#### MATERIAL FOR THIS EXERCISE

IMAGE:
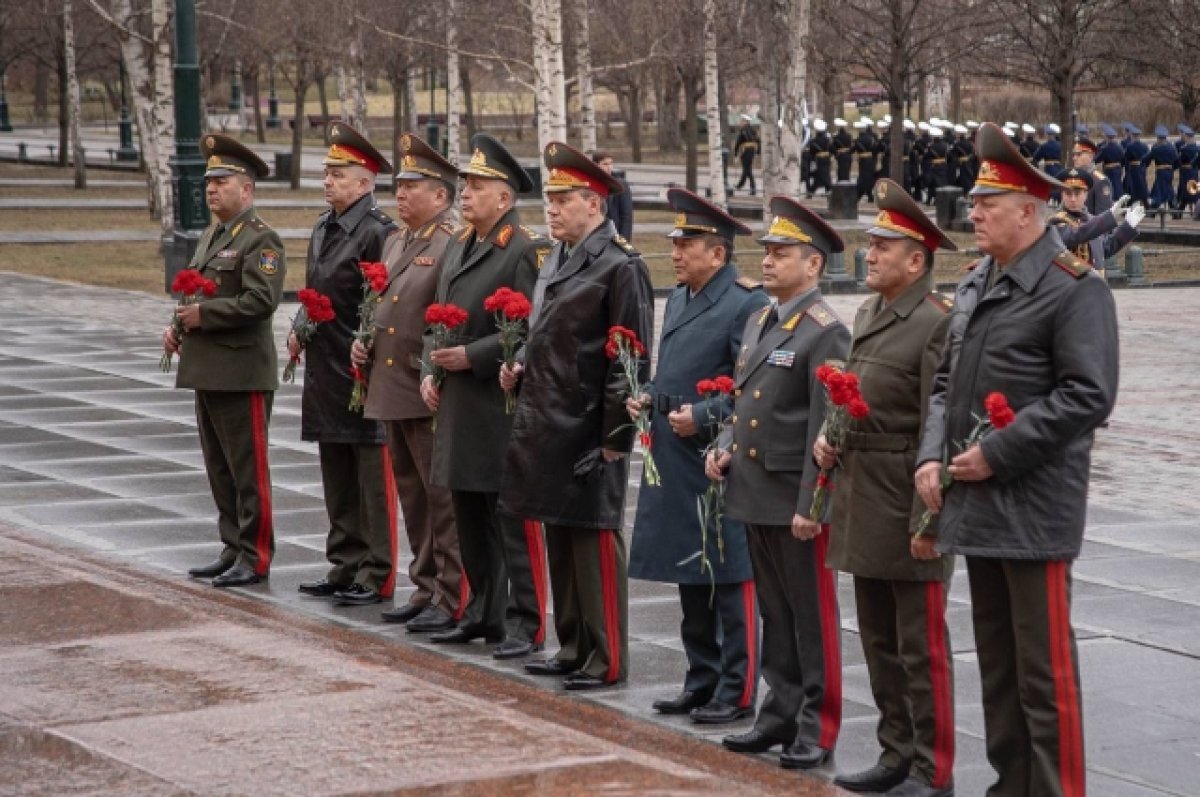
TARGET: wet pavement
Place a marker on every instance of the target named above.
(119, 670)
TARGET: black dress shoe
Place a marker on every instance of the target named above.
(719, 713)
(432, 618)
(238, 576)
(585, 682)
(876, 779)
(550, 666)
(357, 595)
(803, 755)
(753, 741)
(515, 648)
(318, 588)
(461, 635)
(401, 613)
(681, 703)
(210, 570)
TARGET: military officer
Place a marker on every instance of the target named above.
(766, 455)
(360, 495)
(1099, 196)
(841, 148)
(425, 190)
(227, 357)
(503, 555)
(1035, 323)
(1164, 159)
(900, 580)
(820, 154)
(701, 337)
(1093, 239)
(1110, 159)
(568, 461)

########
#### MATERIAL FOR THIS EXERCISE

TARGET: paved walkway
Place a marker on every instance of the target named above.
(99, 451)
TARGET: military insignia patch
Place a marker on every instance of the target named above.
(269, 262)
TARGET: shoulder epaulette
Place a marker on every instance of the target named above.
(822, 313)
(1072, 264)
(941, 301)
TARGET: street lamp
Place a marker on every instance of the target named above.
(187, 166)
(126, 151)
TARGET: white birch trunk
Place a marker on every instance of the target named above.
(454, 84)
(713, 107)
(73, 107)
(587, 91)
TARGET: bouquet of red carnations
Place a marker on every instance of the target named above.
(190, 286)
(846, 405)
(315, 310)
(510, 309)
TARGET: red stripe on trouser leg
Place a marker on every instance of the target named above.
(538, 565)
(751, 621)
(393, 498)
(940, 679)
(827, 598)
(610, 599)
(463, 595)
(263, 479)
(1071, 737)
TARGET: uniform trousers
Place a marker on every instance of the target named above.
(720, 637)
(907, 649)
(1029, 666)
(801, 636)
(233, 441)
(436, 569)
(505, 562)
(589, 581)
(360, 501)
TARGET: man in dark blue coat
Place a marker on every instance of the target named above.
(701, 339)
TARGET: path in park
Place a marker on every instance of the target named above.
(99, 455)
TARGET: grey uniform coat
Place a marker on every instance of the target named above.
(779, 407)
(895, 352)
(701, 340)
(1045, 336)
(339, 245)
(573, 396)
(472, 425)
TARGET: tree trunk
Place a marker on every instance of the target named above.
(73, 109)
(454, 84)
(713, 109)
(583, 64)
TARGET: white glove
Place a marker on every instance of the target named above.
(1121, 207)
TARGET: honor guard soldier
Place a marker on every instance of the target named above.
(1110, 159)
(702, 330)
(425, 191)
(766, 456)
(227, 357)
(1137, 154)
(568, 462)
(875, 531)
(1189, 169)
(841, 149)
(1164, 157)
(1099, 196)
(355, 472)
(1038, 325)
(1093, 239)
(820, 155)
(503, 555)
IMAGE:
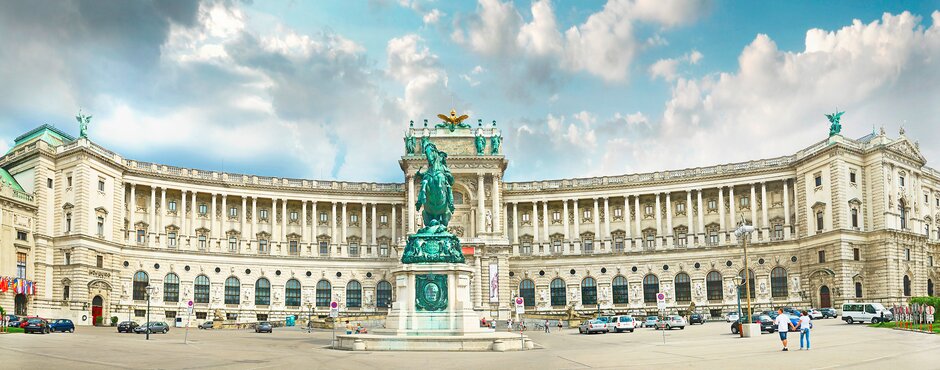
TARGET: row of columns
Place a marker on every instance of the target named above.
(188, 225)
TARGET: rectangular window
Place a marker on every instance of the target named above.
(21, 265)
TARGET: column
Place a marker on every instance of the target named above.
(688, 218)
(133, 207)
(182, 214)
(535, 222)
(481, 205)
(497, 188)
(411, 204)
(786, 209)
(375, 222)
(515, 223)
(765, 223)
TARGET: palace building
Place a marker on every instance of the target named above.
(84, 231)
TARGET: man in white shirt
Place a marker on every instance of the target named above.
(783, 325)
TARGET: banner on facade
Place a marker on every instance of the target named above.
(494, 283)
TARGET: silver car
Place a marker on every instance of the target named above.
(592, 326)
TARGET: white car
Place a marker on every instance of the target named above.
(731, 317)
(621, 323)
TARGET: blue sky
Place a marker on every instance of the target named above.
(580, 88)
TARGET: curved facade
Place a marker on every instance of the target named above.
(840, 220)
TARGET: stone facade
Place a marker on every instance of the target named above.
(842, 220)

########
#### MATERIAL FOR THIS EXERCISE

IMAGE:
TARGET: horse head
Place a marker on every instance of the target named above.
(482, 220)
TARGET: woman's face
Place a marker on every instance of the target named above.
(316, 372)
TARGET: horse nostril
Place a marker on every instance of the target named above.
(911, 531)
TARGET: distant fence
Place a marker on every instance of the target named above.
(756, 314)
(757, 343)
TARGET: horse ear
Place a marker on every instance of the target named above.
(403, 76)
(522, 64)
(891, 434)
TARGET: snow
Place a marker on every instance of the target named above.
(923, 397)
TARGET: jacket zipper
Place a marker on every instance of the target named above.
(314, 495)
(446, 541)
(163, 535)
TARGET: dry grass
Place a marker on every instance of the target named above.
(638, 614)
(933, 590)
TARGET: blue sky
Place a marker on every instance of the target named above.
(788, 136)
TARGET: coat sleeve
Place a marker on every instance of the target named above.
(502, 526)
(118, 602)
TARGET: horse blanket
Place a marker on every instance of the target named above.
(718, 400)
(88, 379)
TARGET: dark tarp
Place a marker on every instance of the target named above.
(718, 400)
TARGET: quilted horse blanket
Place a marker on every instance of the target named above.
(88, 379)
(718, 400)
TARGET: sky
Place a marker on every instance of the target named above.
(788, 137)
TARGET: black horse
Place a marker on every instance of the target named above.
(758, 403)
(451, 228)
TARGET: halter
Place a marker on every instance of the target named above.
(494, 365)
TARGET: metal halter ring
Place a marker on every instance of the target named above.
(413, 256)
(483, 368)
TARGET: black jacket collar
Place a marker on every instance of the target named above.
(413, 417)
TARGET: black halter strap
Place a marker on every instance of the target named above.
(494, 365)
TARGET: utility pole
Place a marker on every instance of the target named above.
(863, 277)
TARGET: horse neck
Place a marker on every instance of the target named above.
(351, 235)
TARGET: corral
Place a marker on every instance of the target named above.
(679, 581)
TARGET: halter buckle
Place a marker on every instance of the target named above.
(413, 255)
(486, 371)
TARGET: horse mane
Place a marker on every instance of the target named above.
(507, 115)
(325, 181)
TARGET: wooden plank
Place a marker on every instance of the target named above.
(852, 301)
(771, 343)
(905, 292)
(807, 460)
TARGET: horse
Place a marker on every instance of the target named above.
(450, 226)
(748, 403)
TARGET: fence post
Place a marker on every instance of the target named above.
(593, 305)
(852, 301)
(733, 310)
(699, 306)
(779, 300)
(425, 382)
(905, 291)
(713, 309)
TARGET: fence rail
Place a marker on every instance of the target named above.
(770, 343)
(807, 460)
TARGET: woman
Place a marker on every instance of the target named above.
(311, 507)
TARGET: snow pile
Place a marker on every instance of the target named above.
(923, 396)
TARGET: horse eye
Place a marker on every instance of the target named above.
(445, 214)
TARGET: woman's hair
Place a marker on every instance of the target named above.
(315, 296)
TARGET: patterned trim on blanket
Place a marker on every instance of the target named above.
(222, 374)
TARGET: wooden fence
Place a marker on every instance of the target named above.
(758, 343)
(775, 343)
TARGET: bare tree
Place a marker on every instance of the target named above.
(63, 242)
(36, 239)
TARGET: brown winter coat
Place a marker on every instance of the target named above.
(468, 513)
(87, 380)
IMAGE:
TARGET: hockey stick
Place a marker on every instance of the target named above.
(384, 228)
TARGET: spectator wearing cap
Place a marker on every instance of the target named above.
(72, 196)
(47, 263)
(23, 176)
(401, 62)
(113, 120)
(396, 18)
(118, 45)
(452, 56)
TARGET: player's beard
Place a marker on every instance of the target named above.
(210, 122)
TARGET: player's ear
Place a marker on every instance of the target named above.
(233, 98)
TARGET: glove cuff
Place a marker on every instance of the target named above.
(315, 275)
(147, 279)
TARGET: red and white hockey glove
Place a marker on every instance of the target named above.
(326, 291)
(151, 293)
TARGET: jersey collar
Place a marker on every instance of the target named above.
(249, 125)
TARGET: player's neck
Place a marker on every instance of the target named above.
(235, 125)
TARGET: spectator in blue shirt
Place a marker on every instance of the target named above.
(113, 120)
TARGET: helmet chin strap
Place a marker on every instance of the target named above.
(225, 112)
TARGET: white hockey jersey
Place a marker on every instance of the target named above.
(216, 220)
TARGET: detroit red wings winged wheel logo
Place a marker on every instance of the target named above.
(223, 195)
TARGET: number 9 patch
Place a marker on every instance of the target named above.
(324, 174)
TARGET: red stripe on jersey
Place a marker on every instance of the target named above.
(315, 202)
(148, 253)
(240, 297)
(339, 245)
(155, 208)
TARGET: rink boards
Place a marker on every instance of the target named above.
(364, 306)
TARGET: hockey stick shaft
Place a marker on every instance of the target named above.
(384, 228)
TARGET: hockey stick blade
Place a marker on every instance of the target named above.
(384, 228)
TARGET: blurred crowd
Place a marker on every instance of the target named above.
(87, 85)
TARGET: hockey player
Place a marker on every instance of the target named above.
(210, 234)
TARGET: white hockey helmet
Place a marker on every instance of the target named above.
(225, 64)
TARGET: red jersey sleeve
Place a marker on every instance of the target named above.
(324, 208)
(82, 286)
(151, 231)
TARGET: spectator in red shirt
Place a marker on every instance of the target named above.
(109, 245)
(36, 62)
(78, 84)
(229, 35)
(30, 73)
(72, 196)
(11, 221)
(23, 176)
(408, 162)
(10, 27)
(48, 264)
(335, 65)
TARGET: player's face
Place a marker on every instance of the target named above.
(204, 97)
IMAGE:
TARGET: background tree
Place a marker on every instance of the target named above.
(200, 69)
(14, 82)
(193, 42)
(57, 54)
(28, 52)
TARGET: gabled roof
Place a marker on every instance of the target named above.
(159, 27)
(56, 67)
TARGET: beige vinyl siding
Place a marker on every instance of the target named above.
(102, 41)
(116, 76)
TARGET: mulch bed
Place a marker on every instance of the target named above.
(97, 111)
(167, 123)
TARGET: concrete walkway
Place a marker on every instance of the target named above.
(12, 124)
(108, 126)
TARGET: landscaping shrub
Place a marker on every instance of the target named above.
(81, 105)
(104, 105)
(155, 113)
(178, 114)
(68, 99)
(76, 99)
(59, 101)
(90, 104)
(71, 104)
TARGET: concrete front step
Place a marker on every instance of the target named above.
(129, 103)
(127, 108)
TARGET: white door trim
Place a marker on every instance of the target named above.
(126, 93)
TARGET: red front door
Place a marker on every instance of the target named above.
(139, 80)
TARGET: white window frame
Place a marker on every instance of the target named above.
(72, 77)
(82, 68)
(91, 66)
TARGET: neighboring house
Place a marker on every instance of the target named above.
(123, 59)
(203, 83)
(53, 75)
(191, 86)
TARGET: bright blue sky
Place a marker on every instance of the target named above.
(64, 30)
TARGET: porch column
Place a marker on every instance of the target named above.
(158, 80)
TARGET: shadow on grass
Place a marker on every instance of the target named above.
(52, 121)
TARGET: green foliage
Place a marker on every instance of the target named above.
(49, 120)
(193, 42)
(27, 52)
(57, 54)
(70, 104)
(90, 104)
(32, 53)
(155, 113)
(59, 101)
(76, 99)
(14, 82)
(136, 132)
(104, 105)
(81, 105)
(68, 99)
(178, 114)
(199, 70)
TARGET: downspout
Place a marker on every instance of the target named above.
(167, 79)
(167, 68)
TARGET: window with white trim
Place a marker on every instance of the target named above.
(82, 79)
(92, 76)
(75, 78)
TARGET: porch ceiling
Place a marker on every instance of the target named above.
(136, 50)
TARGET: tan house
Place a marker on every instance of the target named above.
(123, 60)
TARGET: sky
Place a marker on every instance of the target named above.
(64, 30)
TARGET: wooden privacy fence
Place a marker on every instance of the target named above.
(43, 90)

########

** REQUIRED TASK **
Please count the lines in the entries above that contain the string "facade", matching case exactly, and reply with only that number.

** SOLUTION **
3